(Dataset excerpt)
________________________

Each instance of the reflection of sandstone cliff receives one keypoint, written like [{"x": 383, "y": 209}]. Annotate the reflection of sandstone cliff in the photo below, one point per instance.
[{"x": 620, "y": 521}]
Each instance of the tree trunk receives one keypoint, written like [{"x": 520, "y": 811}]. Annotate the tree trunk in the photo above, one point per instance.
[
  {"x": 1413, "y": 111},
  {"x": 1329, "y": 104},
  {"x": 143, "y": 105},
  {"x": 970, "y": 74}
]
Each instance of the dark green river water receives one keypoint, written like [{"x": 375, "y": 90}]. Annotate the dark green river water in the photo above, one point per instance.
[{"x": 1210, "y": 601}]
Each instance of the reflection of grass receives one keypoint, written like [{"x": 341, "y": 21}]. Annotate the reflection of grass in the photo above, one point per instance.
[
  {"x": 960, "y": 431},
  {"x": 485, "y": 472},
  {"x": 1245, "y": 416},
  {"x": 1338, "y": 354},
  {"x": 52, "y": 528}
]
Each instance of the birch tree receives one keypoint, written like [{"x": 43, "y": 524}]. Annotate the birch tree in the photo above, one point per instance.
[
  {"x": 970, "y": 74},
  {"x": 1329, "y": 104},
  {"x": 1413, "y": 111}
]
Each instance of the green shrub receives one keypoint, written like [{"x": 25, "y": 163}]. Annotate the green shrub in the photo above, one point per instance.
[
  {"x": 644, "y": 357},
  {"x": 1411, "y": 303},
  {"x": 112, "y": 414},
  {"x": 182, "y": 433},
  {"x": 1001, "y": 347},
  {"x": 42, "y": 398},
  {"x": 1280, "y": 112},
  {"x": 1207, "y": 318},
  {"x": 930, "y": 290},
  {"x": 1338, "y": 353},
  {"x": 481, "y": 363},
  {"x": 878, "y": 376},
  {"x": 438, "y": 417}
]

________________________

-- Task details --
Render each line of the items above as a Markdown table with two columns, "Entry" holding the row number and "Text" holding the line, and omit any blank lines.

-- Task answer --
| Entry | Text |
|---|---|
| 1 | Each instance of the reflection of sandstone cliff receives one keypoint, written like [{"x": 383, "y": 209}]. Annotate the reflection of sandstone cliff in the photo below, one point per instance. |
| 2 | [{"x": 620, "y": 521}] |
| 3 | Each instance of the tree trunk receives one keypoint, written like [{"x": 520, "y": 811}]. Annotate the tree trunk in the photo above, one point per instance. |
| 4 | [ |
| 5 |   {"x": 1413, "y": 111}, |
| 6 |   {"x": 1329, "y": 104}, |
| 7 |   {"x": 143, "y": 105}, |
| 8 |   {"x": 970, "y": 74} |
| 9 | ] |
| 10 | Each instance of the dark green river water receives one keypoint, written like [{"x": 375, "y": 90}]. Annotate the dark green river water in the photo above, one point per instance. |
| 11 | [{"x": 1210, "y": 601}] |
| 12 | Each instance of the reflection of grass receives one keypoint, written like [{"x": 341, "y": 21}]. Annotate the reflection of grass in the photo above, one point per instance. |
| 13 | [ |
| 14 |   {"x": 960, "y": 431}, |
| 15 |   {"x": 485, "y": 472}, |
| 16 |   {"x": 1245, "y": 416}, |
| 17 |   {"x": 1338, "y": 354}, |
| 18 |   {"x": 52, "y": 528} |
| 19 | ] |
| 20 | Each instance of the birch tree receives one keypoint, written like [{"x": 43, "y": 524}]. Annotate the birch tree in the photo above, one point per instance. |
| 21 | [ |
| 22 |   {"x": 970, "y": 74}, |
| 23 |   {"x": 1329, "y": 104}, |
| 24 |   {"x": 1413, "y": 111} |
| 25 | ] |
| 26 | Each instance of the green shrub receives one keypoint, written like [{"x": 25, "y": 163}]. Annotate the green shrub in the photo above, one point per instance. |
| 27 | [ |
| 28 |   {"x": 644, "y": 357}, |
| 29 |   {"x": 1411, "y": 303}, |
| 30 |   {"x": 112, "y": 414}, |
| 31 |   {"x": 182, "y": 433}, |
| 32 |   {"x": 1001, "y": 347}, |
| 33 |   {"x": 42, "y": 398}, |
| 34 |   {"x": 1280, "y": 112}, |
| 35 |   {"x": 1207, "y": 318}, |
| 36 |   {"x": 930, "y": 290}, |
| 37 |   {"x": 1338, "y": 353}, |
| 38 |   {"x": 481, "y": 363}, |
| 39 |   {"x": 878, "y": 376}, |
| 40 |   {"x": 438, "y": 417} |
| 41 | ] |